PAGE EXCERPT

Gnome Press
- Status: Defunct 1962
- Founded: 1948
- Founder: Martin Greenberg and David A. Kyle
- Defunct: 1962
- Country of origin: United States
- Headquarters location: New York City
- Publication types: Books
- Fiction genres: science fiction

= Gnome Press =

Defunct American small-press publishing company

Gnome Press was an American small-press publishing company active 1948 - 1962 and primarily known for fantasy and science fiction, many later regarded as classics.

Gnome was one of the most eminent of the fan publishers of SF, producing 86 titles in its lifespan. Gnome was important in the transitional period between the genre's publication mainly in magazines up to the 1940s to mainly paperback books in the 1960s, but the company proved too underfunded to make the leap from fan-based publishing to the professional level. The company existed for just over a decade, ultimately failing due to inability to compete with major publishers who also started to publish science fiction.

In its heyday, Gnome published many major American SF authors of the era. In some cases, Gnome was the first to collect in book form narratives that were first published as separate stories, with Robert E. Howard's Conan series (published in six books from 1950 - 1955) and Isaac Asimov's Foundation series (published in three books from 1951 - 1953),

==Foundation==
The company was founded in 1948 by Martin Greenberg and David A. Kyle, New York science fiction fans and members of the Hydra Club; Kyle was also a Futurian. Greenberg had previously been a partner of specialty press New Collectors Group, which had published The Black Wheel. The address was Gnome Press, Inc., 80 E. 11th St. New York 3, N.Y. Kyle contributed less and less to the press as other business interests took up more of his time.

[Stored data]
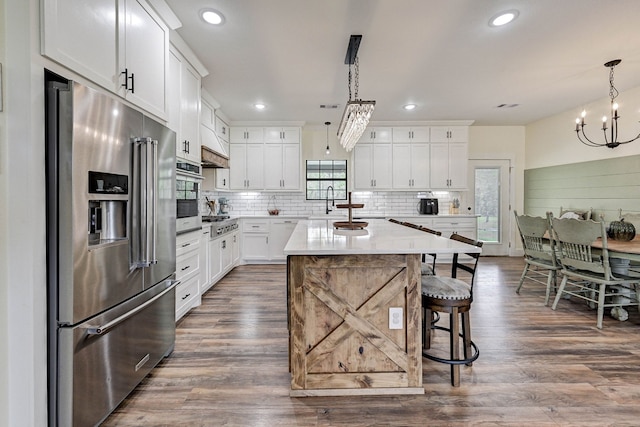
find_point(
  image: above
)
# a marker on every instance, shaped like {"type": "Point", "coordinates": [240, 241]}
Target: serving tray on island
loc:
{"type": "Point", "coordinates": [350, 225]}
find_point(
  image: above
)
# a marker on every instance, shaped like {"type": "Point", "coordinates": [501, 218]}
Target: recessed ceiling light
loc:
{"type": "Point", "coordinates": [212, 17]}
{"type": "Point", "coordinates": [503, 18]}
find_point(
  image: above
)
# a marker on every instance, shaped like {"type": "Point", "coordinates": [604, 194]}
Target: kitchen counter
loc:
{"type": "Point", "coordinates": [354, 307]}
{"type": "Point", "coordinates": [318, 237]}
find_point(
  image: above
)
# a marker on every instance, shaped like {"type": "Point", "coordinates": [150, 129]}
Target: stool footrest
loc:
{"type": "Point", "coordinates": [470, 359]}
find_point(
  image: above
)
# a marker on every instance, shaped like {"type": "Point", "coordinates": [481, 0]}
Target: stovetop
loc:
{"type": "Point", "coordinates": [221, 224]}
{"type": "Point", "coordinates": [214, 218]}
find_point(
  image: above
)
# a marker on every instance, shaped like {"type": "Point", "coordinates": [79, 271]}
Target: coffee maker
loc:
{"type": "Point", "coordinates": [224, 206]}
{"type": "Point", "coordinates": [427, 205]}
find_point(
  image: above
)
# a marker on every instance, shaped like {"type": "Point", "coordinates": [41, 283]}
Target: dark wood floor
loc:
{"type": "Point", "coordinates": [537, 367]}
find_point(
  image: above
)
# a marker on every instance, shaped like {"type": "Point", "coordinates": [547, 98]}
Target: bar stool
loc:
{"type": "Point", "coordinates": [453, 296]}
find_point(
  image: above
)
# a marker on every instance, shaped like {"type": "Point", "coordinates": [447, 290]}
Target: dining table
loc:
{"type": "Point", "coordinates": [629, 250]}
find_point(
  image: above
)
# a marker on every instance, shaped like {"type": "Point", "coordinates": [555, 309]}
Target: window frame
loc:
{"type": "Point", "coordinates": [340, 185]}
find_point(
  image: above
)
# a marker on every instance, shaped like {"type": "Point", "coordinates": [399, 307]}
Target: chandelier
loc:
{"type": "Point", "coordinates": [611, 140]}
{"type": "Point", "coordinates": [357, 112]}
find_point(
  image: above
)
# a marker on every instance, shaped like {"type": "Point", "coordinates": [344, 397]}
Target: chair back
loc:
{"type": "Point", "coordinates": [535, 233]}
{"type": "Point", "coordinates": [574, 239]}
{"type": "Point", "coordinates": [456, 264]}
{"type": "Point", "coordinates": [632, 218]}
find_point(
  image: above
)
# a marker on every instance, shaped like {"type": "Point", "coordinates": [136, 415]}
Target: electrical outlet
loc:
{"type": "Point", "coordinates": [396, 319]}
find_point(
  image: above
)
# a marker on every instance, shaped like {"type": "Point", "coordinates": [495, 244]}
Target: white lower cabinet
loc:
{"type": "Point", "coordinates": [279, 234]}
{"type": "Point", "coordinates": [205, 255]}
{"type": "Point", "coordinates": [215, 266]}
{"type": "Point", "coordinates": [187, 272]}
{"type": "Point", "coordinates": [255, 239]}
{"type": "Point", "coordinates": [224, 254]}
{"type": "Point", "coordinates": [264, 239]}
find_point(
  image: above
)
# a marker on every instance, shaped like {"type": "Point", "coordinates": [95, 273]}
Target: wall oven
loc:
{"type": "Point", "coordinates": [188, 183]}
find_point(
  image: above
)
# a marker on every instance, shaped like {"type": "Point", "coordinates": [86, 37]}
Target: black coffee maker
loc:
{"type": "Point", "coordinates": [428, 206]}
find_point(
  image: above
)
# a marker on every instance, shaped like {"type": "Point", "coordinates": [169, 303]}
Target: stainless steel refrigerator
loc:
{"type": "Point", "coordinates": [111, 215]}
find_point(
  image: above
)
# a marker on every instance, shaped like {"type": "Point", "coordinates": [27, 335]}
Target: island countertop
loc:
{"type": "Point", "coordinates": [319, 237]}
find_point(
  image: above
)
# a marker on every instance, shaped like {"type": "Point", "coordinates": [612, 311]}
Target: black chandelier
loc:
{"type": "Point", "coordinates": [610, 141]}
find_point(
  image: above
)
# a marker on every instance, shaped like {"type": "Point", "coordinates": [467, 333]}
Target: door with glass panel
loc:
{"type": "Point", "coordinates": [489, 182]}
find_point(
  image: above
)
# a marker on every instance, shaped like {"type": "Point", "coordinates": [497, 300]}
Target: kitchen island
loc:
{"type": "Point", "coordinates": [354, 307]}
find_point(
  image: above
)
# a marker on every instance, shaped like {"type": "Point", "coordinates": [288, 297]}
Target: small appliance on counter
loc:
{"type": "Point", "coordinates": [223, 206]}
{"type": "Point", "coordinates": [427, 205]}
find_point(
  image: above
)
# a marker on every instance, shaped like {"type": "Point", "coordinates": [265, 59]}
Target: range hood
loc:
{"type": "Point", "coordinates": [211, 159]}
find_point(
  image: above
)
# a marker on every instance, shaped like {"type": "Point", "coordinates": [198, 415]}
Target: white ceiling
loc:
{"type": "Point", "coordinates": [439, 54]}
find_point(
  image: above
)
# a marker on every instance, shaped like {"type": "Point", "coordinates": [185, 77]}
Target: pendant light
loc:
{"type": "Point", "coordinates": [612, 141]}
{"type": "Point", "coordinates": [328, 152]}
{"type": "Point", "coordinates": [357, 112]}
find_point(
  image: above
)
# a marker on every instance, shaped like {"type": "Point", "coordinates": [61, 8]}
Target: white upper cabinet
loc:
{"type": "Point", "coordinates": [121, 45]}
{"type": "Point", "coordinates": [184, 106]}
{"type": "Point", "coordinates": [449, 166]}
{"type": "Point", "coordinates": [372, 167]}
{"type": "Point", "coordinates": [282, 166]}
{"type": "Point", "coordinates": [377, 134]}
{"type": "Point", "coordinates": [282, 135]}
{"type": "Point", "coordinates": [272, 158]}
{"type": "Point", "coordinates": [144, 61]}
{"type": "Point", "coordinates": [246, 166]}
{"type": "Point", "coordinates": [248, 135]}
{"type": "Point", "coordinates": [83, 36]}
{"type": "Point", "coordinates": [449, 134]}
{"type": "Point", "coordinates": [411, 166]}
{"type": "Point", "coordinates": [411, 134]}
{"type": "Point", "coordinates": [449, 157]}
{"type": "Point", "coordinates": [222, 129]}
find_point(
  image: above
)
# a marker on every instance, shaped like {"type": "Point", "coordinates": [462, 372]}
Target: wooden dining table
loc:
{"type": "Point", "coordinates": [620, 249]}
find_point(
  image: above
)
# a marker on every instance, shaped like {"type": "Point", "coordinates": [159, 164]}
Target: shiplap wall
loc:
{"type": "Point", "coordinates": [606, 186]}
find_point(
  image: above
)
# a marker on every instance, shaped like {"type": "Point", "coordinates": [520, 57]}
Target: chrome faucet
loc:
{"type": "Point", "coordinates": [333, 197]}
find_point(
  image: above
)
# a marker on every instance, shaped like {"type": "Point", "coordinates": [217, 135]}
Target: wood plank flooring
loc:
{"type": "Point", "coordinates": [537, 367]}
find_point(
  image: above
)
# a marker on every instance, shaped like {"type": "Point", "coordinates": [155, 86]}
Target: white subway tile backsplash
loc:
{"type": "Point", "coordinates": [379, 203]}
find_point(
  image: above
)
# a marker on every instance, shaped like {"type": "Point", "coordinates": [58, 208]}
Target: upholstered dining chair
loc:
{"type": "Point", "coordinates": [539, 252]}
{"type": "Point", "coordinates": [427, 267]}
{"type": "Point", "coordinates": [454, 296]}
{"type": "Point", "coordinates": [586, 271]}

==

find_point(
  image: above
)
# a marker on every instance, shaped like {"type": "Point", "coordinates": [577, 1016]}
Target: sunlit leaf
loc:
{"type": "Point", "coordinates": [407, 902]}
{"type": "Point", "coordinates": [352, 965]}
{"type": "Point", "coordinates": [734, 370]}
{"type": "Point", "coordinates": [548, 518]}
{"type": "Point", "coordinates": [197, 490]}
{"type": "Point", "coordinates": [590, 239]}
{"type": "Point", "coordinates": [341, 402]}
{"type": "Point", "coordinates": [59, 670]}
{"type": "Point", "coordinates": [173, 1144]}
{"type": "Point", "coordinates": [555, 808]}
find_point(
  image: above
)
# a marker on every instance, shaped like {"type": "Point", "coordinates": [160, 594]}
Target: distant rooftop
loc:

REQUESTS
a - According to the Gnome Press article, how many titles did the company produce during its lifespan?
b - Please write the next part of the Gnome Press article, picking up after its final sentence.
This data comes from a different source than the Gnome Press article.

ANSWERS FOR THE TASKS
a - 86 titles.

b -
Greenberg should not be confused with later SF anthologist Martin H. Greenberg, nor his company with the imprint Greenberg: Publisher, a separate firm established in 1924 and producing some science fiction between 1950 and 1958. There was no association between the two publishers, despite a common assumption among some fans.

==History==
Gnome Press concentrated on authors who were at the height of their popularity writing for Astounding Science Fiction, the American leading science fiction magazine of the time. Authors published by Gnome included Poul Anderson, Isaac Asimov, Arthur C Clarke, L. Sprague de Camp, Gordon R. Dickson, Robert A. Heinlein, C. L. Moore, Andre Norton (as Andrew North), Clifford D. Simak, and A. E. Van Vogt.

Gnome's early books were well-printed and featured jacket work by Edd Cartier. Gnome editions featured illustrative material (cover art, illustrations, maps and designs) from science fiction artists such as Ric Binkley, Hannes Bok, Chesley Bonestell, Edd Cartier, Lionel Dillon, Frances E. Dunn, Ed Emshwiller, Frank Kelly Freas, James Gibson, Harry Harrison, Mel Hunter, David Kyle, Stan Mack, Murray Tinkelman, L. Robert Tschirky, Walter I. Van der Poel, Jr., and Wallace Wood.

Gnome Press's first book was The Carnelian Cube by Fletcher Pratt and L. Sprague de Camp, an original novel originally contracted by the New Collectors Group. It was the first to publish Isaac Asimov's I, Robot and Foundation Trilogy, brought Robert E. Howard's Conan the Barbarian stories back from pulp obscurity, first published Arthur C. Clarke, and introduced science fiction's first themed anthology, Men Against the Stars. The latter was followed by such other theme anthologies as Journey to Infinity, The Robot and the Man, Travellers of Space, All About the Future, and a book of articles about the future as seen from a science fictional point of view, Coming Attractions.

The press also published many of Robert A. Heinlein's classics, and Children of the Atom by Wilmar Shiras. Andre Norton worked as a reader for Gnome Press in the 1950s, and also had two of her novels, Plague Ship and Sargasso of Space, published by the company under the pseudonym "Andrew North".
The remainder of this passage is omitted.